# [READING TEXT]
--- START ---

To give a nice visualization, we use Streamlit, and here is how the final app would look: Playground

So without further ado, let’s get started. You can find the full source code here.

Objective

This recipe aims to show developers and users how to get started with Prem’s Generative AI Platform and build different use cases around it. We will build a simple RAG pipeline using the abovementioned tools to search through relevant ML-related papers in arXiv and answer user questions correctly by citing those answers. So high level, here are the steps:

Download a sample dataset from HuggingFace for our experiment. We will use ML-ArXiv-Papers, which contains a vast subset of Machine Learning papers. This dataset includes the title of the paper and the abstract.
Once downloaded, we do some preprocessing (which includes converting the data into proper formats and converting the dataset into smaller batches)
We get the embeddings using Prem Embeddings and initialize a Qdrant Collection to store those embeddings and their corresponding data.
After this, we connect the Qdrant collection with DSPy and build a simple RAG Module.
Finally, we test this with some sample questions.

Sounds interesting, right? Let’s start by installing and importing all the essential packages.

Setting up the project

Let’s start by creating a virtual environment and installing dependencies.

python3 -m venv .venv
source .venv/bin/activate

Up next, we need to install some dependencies. You can check out all the dependencies in the requirements.txt file. To install the Qdrant engine, you need to have docker installed. You can build and run Qdrant’s official docker image using the following command:

docker run -p 6333:6333 -p 6334:6334 \
    -v $(pwd)/qdrant_storage:/qdrant/storage:z \
    qdrant/qdrant

Where:

REST API will run in: localhost:6333
Web UI will run in: localhost:6333/dashboard
GRPC API will run in: localhost:6334

Once all the dependencies are installed, we import the following packages

Python

import os
from tqdm.auto import tqdm
from typing import List, Union
from datasets import load_dataset

All the qdrant related imports

Python

from qdrant_client import models
from qdrant_client import QdrantClient
from qdrant_client.models import Distance, VectorParams
from qdrant_client.models import PointStruct

All DSPY-PremAI and DSPy-Qdrant related imports

Python

import dspy
from dspy import PremAI
from dspy.retrieve.qdrant_rm import QdrantRM
from dsp.modules.sentence_vectorizer import PremAIVectorizer

We define some constants, which include PremAI project ID, the embedding model we are going to use, the name of the huggingface dataset, the name of the Qdrant collection (which can be any arbitrarily named name), and the Qdrant server URL in which we are going to access the DB.

Prem AI offers a variety of models (which includes SOTA LLMs and Embedding models. See the list here), so you can experiment with all the models.

Python

PROJECT_ID           = 1234
EMBEDDING_MODEL_NAME = "mistral-embed"
COLLECTION_NAME      = "arxiv-ml-papers-collection"
QDRANT_SERVER_URL    = "http://localhost:6333"
DATASET_NAME         = "CShorten/ML-ArXiv-Papers"

The project id we used is a dummy ID, make sure you have an account at Prem AI Platform and a valid project id and an API Key. Additionally, you also need to have at least one repository-id as a last requirement.

--- END ---

# [EXTRACTED INFORMATION]
--- START ---

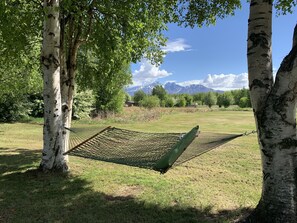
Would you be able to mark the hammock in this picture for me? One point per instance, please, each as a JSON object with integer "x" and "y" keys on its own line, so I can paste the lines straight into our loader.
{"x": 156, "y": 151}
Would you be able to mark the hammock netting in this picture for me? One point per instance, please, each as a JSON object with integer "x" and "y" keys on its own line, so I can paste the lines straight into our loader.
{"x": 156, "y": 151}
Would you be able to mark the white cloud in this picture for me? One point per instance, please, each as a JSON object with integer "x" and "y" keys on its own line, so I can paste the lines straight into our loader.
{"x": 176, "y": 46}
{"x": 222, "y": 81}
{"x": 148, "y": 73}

--- END ---
--- START ---

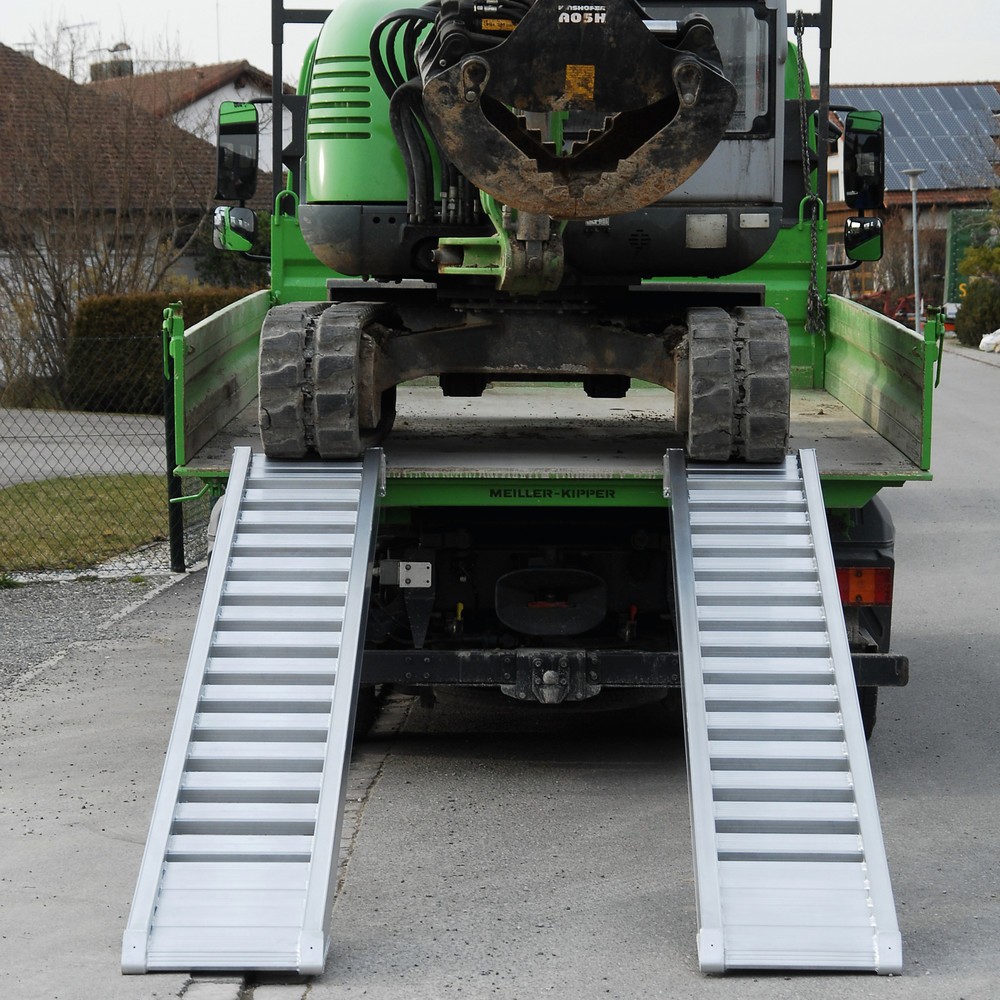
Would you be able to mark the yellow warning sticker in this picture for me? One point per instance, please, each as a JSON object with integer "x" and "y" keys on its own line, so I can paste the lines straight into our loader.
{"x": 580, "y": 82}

--- END ---

# [ACTIVITY]
In the RAG tutorial, why shouldn't the PROJECT_ID value of 1234 be used as is? Answer in one to three sentences.

# [EXPECTED ANSWER]
The ID 1234 is only a dummy ID. You need an account on the Prem AI Platform with a valid project ID and an API key, plus at least one repository-id.